- _Task_
Write the next part of the passage on Sanjoy's research into primary health care and universal health coverage, starting after its final sentence.

Sanjoy is currently focussing on completing his Wellcome Trust Senior Investigator Awarded-funded research on Primary Health Care and Universal Health Coverage policies in South Asia and beyond. He also has a large team working on these – and related – themes. This is currently composed of four post-doctoral fellows, six post-graduate research assistants, four doctoral students and an MA student, his research group has been working on case studies inside India, Sri Lanka, Uganda, Sudan, Fiji and the United Kingdom. This project includes assessments of different national healthcare projects, their variable implementation in the states/provinces and districts, the wide-ranging impact of foreign aid packages on the development of facilities for universal healthcare in diverse contexts, and a comparison of the long-term effects of British and Portuguese imperialism, as well as the newer forms of political domination that emerged in Asia and Africa after the Second World War. This project will also include an in-depth examination of the complex engagement of these national and local initiatives with successive World Health Organization- and UN-led global movements for primary health care.

- _Material supplied_
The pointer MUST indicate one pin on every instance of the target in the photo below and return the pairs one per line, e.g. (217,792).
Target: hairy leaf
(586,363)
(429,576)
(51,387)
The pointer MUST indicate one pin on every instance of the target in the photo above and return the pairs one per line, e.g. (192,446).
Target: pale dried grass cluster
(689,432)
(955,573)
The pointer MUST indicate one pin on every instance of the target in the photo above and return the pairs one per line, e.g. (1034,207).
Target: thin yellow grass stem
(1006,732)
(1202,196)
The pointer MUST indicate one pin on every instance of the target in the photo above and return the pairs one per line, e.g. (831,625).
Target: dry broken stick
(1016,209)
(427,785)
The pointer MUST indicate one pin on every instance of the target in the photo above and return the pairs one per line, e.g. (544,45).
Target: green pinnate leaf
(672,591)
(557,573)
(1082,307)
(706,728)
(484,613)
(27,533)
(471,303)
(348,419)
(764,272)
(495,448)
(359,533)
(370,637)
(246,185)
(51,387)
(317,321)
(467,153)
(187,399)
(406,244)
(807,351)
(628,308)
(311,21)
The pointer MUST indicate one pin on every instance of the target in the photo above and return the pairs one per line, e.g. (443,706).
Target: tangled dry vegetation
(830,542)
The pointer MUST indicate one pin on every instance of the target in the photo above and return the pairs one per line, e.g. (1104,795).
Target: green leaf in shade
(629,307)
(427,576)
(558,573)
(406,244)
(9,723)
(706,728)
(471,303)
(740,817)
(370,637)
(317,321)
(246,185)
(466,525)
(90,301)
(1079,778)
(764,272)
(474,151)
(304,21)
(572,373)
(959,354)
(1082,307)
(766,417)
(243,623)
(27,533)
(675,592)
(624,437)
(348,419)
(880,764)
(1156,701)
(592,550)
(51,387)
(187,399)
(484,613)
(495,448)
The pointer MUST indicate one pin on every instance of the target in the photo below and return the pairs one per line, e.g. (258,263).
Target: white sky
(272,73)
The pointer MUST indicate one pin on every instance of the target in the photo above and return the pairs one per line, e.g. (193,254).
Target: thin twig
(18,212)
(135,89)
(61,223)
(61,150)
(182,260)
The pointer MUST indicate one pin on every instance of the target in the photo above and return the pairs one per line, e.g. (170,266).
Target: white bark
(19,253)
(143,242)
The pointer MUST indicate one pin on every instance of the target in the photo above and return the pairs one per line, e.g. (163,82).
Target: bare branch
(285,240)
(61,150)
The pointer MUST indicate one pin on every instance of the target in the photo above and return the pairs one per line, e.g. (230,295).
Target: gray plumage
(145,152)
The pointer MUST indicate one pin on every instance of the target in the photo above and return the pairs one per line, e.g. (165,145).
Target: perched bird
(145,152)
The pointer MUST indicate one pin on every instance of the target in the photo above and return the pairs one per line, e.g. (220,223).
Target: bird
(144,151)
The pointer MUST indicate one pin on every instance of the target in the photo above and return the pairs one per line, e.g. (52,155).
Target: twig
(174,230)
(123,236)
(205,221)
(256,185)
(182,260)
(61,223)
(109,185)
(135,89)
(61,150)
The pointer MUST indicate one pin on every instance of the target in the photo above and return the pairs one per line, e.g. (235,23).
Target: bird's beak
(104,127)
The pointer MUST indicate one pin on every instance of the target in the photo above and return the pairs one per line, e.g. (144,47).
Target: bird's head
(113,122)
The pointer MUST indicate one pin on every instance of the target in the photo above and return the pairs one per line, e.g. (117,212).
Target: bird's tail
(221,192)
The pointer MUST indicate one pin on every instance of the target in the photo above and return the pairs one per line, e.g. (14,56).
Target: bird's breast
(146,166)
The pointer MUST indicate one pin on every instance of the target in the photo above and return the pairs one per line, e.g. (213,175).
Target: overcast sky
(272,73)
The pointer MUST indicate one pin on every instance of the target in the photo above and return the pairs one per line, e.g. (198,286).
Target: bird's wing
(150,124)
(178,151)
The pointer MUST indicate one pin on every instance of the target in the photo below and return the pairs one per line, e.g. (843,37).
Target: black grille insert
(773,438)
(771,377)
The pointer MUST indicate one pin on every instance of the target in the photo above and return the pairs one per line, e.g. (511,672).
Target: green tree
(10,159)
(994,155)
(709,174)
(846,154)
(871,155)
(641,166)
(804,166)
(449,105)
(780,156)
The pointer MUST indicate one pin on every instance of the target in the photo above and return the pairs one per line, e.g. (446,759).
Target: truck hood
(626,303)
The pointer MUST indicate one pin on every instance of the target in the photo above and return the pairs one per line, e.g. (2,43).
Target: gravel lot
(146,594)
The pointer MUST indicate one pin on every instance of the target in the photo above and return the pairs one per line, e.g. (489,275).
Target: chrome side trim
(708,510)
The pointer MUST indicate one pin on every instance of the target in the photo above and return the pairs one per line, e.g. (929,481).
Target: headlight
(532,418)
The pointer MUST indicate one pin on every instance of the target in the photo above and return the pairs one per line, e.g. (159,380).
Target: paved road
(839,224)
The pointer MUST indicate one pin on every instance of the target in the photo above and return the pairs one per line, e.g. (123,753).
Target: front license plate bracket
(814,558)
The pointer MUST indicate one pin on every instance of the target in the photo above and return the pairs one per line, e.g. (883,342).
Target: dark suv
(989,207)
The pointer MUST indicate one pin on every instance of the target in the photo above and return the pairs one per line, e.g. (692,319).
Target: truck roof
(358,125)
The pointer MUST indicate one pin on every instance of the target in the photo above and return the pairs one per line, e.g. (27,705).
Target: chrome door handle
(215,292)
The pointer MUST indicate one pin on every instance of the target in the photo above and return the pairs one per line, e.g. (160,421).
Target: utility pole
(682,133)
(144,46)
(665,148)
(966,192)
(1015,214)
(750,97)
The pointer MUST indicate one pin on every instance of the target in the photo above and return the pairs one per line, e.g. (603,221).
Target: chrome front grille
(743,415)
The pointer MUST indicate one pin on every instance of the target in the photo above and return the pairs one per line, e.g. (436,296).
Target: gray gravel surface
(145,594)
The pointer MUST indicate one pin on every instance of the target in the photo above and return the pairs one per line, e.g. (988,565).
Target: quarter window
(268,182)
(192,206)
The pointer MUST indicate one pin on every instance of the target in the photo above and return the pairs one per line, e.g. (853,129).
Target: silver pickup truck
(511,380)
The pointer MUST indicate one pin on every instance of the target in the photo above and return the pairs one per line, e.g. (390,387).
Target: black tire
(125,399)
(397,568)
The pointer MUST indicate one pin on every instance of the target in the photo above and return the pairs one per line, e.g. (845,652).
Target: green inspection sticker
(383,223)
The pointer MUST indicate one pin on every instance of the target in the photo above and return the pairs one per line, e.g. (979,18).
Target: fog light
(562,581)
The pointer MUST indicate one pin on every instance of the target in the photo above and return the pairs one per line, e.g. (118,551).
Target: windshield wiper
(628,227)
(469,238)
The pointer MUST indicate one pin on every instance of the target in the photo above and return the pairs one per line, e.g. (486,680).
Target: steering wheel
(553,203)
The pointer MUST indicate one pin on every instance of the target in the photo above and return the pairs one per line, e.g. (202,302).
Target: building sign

- _Result of this task_
As part of this major Wellcome Trust-funded project, Sanjoy is completing a book that examines how international medical migration can strengthen universal healthcare structures in one location whilst simultaneously weakening care provision in another context at the same time. This work seeks to better understand why international ideologies for the promotion of Primary Health Care often ignored or misunderstood these interconnections, thereby becoming complicit in the weakening of national and local medical provision. In all this, ideas of ‘development’ posited in donor nations and UN agencies will be studied critically, by examining the acute differences between ideological posturing and work actually carried out on the ground in countries receiving ‘aid’. Provisionally titled the Commonwealth of Health: War, Decolonisation and Development in the making of the British National Health Service, the book will be submitted to Cambridge University Press. Sanjoy has collected a large amount of material, from a variety of archives, during the course of this project. Therefore, as and when he gets time, he will be able to write up two other books from this material. One will deal with the history of Bombay’s city’s hospitals between 1900 and 1980, and assess their contributions to Bombay/Maharashtra state’s healthcare provision critically. The other book will examine ideas, provision of and practices in rural healthcare in Western and Northern India between 1890 and 1980.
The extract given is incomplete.